■ **WHAT NEEDS TO BE DONE**
In the mail outage post-mortem, rewrite the part from "You can find" to "primary communication medium.", replacing "catastrophic" with "critical".

--- EXCERPTED PASSAGE Enclosed Below ---

Mail outage post-mortem

Overview:
During the afternoon of May 6th we began experiencing delays in mail delivery of 1-2 hours. Initial efforts at remediation seemed to clear this up but on the morning of May 7th the problem worsened and we proactively disabled mail service to deal with the failure. This outage affected all ASF mailing lists and mail forwarding. The service remained unavailable until May 10th, and it took almost 5 additional days to fully flush the backlog of messages.

You can find a timeline here that was kept during the incident: https://blogs.apache.org/infra/entry/mail_outage

This was a catastrophic failure for the Apache Software Foundation as email is core to virtually every operation and is our primary communication medium.

What happened:

The mail service at the ASF is composed of three physical servers. Two of these are external facing mail exchangers that receive mail. The final server handles mailing list expansion, alias forwarding and mail delivery in general. That latter server had two volumes that experienced a disk outage each. This degraded performance substantially and led to the mail delays seen on May 6th and 7th. The service was proactively disabled on May 7th in an attempt to let the arrays rebuild without the significant disk I/O overhead caused by processing the large mail backlog. Ultimately multiple attempts to rebuild the underlying arrays failed and eventually other drives in the array where the data volume was stored failed rendering recovery a hopeless task on May 8th. We began working to restore backups from our offsite backup location to our primary US datacenter. When this began to take longer than expected, additional concurrent efforts began to restore service in one of our secondary datacenters as well as in a public cloud instance. Ultimately we ended up completing the restoration to our primary US datacenter first and were able to bring the service online. When the service resumed, we had an estimated 10 million message backlog in addition to our normal 1.7-2 million ongoing daily message flow. The amount of backlogged mail taxed the existing infrastructure and architecture of the mail service and took almost 5 days to completely clear.

--- End of Enclosed EXCERPTED PASSAGE ---
--- EXTRACTED INFORMATION Enclosed Below ---

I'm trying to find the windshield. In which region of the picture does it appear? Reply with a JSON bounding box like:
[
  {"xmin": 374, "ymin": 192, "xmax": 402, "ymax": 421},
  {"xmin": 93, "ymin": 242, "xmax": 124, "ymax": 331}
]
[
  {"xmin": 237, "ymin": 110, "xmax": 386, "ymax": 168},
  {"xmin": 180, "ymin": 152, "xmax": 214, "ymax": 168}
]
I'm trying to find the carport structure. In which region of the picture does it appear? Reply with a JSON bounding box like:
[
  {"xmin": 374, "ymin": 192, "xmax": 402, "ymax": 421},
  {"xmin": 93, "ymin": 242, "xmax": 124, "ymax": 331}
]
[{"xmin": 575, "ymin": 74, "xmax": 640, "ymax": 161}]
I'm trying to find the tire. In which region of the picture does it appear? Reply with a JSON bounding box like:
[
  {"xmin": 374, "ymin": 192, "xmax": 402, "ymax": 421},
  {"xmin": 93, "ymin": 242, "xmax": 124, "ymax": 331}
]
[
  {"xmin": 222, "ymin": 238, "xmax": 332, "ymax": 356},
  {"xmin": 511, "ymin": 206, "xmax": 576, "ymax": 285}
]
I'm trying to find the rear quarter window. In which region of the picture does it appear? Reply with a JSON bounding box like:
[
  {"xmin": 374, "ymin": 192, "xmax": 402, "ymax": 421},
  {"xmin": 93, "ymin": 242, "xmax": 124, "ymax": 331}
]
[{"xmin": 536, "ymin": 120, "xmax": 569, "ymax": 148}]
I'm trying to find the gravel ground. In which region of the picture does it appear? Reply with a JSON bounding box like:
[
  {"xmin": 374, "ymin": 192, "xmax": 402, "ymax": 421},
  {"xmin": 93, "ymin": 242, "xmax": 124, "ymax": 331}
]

--- End of Enclosed EXTRACTED INFORMATION ---

■ **RESULT**
You can find a timeline here that was kept during the incident: https://blogs.apache.org/infra/entry/mail_outage

This was a critical failure for the Apache Software Foundation as email is core to virtually every operation and is our primary communication medium.